(Beginning of Information shown)
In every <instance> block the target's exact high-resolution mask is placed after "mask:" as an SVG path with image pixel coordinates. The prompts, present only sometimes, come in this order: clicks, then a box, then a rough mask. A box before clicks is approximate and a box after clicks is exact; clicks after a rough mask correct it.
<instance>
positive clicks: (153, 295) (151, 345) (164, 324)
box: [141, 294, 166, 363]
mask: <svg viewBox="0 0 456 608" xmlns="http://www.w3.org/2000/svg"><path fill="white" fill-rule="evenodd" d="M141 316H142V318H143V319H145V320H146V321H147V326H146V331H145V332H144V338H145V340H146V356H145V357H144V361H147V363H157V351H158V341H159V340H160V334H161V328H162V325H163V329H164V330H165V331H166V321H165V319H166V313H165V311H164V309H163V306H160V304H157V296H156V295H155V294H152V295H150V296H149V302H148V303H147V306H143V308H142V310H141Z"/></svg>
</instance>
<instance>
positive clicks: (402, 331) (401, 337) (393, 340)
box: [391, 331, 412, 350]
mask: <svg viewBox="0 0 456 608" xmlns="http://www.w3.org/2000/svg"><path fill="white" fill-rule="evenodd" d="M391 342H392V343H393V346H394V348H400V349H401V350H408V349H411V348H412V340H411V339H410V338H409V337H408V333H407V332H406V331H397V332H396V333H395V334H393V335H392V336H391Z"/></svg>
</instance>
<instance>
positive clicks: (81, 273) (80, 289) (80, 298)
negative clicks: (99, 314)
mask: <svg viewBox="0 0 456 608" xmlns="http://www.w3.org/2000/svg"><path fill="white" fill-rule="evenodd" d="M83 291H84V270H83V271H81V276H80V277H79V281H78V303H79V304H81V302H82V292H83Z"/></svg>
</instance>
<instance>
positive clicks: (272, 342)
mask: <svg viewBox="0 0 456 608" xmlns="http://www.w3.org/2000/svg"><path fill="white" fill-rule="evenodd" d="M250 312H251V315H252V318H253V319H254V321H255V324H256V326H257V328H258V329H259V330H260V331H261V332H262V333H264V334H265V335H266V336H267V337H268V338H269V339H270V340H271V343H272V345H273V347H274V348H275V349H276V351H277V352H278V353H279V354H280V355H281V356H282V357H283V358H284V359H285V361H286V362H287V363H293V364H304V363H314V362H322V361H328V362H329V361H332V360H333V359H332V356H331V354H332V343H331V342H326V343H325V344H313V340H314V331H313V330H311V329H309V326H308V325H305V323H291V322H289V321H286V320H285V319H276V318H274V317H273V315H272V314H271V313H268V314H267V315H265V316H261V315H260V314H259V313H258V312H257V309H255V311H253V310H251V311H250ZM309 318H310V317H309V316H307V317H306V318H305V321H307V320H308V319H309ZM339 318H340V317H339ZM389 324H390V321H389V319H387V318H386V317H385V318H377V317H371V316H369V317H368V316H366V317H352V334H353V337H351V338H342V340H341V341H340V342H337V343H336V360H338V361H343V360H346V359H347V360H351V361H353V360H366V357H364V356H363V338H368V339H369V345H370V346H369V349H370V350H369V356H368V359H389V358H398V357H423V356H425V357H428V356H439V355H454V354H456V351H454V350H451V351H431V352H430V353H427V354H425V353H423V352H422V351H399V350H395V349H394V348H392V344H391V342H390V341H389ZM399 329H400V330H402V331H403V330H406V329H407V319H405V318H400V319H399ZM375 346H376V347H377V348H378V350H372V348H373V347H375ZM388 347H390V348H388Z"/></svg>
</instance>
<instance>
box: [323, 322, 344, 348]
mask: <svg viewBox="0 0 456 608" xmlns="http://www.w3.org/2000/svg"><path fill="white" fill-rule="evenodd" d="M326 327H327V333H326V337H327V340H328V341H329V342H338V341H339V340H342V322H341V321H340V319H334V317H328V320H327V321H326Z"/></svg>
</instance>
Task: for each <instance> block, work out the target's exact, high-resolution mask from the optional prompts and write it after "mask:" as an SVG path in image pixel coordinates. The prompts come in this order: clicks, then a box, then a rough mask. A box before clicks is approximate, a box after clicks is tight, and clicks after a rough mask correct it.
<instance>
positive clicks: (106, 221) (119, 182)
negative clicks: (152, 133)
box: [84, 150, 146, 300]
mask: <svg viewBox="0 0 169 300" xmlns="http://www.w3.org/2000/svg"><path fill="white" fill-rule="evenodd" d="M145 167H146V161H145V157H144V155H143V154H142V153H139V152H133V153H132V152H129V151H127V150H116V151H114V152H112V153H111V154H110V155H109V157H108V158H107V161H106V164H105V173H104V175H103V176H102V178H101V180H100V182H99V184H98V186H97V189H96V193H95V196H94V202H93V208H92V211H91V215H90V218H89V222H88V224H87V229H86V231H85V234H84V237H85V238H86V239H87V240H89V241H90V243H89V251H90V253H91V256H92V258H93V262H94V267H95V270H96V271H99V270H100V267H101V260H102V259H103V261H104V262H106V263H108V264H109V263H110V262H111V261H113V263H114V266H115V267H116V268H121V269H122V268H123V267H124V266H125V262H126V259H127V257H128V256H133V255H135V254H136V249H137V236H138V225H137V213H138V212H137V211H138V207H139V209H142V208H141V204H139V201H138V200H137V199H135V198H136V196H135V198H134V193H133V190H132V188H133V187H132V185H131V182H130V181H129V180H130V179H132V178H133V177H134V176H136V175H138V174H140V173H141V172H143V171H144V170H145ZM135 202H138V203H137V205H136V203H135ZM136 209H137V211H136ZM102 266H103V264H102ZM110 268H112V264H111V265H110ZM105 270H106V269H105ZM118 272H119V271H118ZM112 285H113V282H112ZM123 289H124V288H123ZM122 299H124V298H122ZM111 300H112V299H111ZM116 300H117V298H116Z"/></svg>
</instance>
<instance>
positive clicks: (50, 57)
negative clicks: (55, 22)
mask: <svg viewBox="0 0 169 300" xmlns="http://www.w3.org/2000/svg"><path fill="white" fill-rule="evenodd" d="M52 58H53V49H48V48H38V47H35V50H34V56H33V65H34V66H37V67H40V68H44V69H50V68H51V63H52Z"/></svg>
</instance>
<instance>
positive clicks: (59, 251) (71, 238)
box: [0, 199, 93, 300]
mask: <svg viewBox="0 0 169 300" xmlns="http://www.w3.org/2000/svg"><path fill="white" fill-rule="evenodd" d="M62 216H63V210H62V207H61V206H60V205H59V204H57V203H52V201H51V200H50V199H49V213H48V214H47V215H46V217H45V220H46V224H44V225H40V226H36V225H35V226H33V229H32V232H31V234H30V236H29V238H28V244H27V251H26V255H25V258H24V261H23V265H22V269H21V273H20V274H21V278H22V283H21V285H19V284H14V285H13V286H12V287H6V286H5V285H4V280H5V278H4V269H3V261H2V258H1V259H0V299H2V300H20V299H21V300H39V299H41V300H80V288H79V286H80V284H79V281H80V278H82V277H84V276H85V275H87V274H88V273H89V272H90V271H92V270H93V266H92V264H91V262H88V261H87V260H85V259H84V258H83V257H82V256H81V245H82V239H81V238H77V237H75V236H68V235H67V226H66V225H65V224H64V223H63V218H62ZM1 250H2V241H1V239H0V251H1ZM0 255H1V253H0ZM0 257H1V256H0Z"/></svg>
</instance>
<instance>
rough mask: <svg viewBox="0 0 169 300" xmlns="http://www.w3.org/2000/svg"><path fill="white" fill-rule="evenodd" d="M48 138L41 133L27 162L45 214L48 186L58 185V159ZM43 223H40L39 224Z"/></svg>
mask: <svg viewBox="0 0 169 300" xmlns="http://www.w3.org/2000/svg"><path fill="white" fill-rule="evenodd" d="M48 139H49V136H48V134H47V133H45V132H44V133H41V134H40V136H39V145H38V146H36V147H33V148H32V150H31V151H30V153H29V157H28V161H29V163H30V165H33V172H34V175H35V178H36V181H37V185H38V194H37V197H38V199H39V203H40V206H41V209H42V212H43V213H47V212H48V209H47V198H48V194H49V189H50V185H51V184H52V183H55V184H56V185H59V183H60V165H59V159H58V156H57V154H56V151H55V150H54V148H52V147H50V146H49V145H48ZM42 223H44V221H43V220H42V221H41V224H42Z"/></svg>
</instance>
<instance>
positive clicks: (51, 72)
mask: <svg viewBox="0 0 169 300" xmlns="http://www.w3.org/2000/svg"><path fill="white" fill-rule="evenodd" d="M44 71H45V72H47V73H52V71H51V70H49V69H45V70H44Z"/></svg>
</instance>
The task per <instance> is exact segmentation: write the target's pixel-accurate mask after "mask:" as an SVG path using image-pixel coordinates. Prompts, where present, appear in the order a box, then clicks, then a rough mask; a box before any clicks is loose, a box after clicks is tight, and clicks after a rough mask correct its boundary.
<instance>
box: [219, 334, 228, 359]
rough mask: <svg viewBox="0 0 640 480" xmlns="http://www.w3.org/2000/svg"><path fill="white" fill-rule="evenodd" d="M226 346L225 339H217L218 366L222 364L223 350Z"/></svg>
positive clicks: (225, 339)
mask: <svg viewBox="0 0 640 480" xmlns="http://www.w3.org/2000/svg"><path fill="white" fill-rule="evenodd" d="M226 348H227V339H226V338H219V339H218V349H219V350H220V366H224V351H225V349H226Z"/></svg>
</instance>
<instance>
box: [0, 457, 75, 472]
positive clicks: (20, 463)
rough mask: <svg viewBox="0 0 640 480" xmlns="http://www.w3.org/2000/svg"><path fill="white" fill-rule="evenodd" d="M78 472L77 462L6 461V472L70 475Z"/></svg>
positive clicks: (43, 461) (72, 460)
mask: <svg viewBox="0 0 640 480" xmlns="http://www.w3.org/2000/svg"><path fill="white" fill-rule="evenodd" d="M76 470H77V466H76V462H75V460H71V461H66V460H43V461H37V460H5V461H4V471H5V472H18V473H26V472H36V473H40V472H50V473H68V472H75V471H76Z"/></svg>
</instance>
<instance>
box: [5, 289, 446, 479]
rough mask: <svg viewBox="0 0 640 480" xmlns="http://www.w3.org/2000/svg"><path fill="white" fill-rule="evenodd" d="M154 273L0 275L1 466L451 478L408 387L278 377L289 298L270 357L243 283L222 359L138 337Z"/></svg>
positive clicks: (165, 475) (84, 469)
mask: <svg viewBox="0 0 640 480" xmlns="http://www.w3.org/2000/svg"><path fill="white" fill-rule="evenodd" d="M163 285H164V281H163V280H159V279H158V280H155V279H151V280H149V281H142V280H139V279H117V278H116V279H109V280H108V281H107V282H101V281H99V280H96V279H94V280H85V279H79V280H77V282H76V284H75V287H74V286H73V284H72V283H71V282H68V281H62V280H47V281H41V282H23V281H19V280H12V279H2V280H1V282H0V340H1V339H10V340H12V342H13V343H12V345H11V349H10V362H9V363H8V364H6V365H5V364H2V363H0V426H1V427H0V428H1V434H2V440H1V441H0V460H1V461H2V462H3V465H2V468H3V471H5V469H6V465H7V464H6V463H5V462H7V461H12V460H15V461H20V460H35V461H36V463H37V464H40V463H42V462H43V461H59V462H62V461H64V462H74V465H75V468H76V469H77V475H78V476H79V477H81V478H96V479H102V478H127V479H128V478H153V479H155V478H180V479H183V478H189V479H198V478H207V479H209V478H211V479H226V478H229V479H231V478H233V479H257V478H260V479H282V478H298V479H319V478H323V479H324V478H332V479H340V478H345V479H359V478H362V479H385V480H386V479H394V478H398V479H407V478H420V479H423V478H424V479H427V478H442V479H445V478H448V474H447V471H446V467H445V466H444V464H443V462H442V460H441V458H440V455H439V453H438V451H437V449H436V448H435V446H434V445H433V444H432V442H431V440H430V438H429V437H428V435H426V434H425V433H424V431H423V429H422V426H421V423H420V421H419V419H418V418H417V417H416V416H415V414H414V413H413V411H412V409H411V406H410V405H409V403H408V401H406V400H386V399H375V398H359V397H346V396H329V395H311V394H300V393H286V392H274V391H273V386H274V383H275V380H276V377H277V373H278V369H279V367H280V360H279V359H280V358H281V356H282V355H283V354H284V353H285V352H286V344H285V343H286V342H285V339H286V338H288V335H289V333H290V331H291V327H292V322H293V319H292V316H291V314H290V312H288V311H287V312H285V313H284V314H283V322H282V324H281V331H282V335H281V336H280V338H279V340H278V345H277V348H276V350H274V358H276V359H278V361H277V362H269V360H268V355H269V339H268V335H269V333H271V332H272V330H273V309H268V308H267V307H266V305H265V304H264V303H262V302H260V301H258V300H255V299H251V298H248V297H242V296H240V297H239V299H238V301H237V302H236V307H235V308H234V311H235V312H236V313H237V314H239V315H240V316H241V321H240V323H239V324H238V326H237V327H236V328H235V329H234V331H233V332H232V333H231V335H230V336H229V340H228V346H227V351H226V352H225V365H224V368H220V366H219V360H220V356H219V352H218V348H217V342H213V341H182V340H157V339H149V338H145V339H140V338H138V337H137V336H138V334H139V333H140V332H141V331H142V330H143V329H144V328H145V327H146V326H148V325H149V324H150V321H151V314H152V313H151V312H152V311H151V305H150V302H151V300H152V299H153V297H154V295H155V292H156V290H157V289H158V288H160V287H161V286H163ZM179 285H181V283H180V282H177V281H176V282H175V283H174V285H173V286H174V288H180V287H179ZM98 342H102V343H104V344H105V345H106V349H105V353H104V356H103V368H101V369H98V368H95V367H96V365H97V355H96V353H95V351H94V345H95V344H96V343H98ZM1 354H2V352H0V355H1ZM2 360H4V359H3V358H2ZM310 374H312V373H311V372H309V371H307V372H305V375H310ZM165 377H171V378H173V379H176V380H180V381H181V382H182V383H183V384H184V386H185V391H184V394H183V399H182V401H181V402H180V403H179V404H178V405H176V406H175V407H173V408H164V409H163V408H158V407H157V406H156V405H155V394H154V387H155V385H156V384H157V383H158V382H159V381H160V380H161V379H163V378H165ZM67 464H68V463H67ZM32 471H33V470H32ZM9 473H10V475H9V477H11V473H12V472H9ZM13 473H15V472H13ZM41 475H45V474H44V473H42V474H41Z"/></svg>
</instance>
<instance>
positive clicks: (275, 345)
(End of Information shown)
### [Required work]
Collect each line of the records above that contains the string "exact", copying every such line unchanged.

### [Reply to the exercise]
In every <instance> block the target's exact high-resolution mask is placed after "mask:" as an SVG path with image pixel coordinates. The prompts, present only sometimes, come in this order: clicks, then a box, then a rough mask. A box before clicks is approximate and a box after clicks is exact; clicks after a rough mask correct it.
Task: for each <instance> block, work out the target's exact, high-resolution mask from the optional prompts and write it after "mask:" as an SVG path in image pixel coordinates. The prompts come in this order: clicks, then a box, then a rough mask. A box before clicks is approximate, a box after clicks is tight, and clicks after a rough mask correct it.
The task per <instance> is exact segmentation: write the target's pixel-accurate mask after "mask:" as an SVG path using image-pixel coordinates. Prompts, where present, appear in the order a box, then clicks, then a rough mask; a box before any clicks is loose, a box after clicks is tight, and clicks after a rough mask correct its boundary.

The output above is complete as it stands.